» Prompt
When the string "plywood" is part of a line below, that line should be copied.

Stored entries

--- START ---

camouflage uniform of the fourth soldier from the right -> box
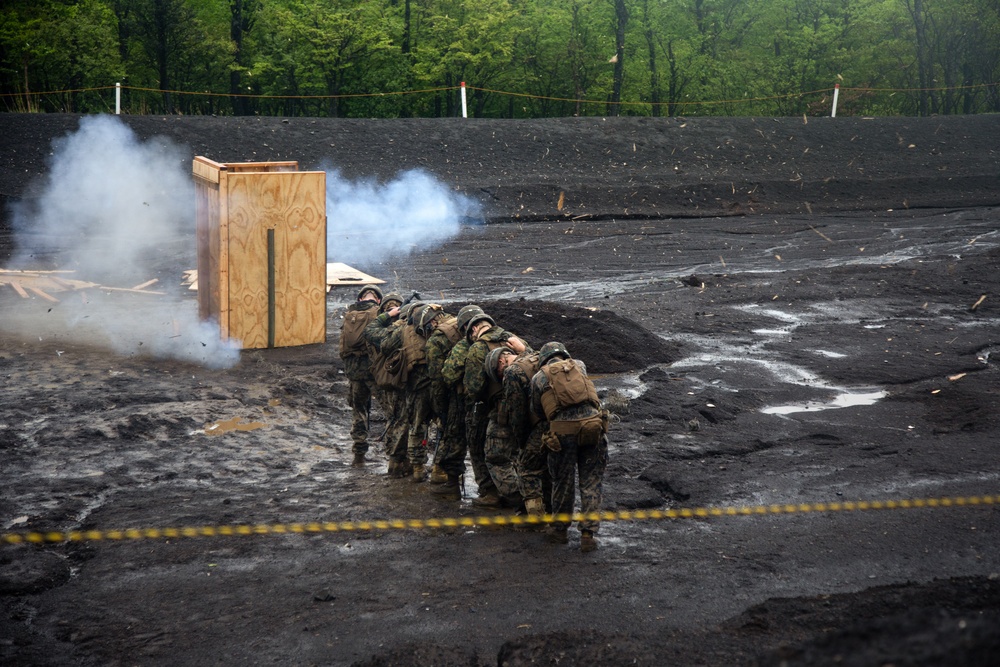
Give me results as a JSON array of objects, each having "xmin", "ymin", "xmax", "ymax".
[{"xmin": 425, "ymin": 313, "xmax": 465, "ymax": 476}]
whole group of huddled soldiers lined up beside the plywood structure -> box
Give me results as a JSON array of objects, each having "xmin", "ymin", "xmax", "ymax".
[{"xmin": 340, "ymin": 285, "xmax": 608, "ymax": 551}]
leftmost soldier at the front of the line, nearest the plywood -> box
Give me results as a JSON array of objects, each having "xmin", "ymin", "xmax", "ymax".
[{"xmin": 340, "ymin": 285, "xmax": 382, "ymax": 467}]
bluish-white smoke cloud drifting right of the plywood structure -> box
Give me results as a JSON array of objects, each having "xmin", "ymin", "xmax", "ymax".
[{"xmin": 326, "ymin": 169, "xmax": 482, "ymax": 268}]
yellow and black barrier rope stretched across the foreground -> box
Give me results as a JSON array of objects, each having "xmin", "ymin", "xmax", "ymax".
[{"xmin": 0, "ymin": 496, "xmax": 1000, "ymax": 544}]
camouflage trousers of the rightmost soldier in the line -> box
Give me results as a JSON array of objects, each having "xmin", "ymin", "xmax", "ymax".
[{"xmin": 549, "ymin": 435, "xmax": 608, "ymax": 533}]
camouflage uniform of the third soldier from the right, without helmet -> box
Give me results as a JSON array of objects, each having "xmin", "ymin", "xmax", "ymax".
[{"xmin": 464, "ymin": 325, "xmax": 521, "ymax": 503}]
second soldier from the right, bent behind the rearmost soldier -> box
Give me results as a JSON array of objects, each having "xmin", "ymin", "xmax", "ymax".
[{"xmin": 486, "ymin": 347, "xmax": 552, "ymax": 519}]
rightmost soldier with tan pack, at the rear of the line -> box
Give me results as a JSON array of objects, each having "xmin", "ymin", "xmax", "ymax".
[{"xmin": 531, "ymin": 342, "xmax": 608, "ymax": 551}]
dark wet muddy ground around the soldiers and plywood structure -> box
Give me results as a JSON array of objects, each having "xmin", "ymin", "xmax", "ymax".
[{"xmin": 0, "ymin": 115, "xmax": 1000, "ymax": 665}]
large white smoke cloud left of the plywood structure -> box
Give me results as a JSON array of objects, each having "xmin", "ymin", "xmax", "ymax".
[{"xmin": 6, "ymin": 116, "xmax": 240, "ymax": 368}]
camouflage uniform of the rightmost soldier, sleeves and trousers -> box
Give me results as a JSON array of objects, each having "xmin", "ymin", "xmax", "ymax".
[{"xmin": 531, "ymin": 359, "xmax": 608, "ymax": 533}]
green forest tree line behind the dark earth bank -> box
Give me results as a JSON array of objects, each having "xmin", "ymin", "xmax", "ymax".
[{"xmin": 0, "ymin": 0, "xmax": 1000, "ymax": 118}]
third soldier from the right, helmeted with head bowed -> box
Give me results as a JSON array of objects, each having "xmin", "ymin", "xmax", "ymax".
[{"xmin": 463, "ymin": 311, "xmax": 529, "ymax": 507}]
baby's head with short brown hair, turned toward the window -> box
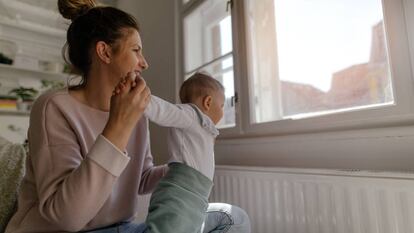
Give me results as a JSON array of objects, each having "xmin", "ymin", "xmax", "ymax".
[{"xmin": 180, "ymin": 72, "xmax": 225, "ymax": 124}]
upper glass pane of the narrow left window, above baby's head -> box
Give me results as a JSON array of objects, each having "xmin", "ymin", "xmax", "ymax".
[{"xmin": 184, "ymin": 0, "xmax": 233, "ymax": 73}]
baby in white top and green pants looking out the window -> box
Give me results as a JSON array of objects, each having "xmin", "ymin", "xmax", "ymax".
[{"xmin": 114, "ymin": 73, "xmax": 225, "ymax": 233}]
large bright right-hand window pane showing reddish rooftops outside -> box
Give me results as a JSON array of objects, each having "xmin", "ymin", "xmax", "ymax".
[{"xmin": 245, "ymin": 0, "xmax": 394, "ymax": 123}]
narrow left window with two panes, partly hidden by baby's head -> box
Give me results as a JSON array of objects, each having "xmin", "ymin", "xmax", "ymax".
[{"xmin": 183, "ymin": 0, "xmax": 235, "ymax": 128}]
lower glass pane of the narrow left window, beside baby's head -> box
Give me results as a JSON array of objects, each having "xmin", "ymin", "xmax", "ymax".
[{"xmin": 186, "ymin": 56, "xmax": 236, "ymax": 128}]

--- END ---

» Result of the task
whole group of huddled soldiers lined up beside the plywood structure -> box
leftmost soldier at the front of the line, nearest the plywood -> box
bluish-white smoke cloud drifting right of the plywood structure -> box
dark wet muddy ground around the soldiers and plywood structure -> box
large white smoke cloud left of the plywood structure -> box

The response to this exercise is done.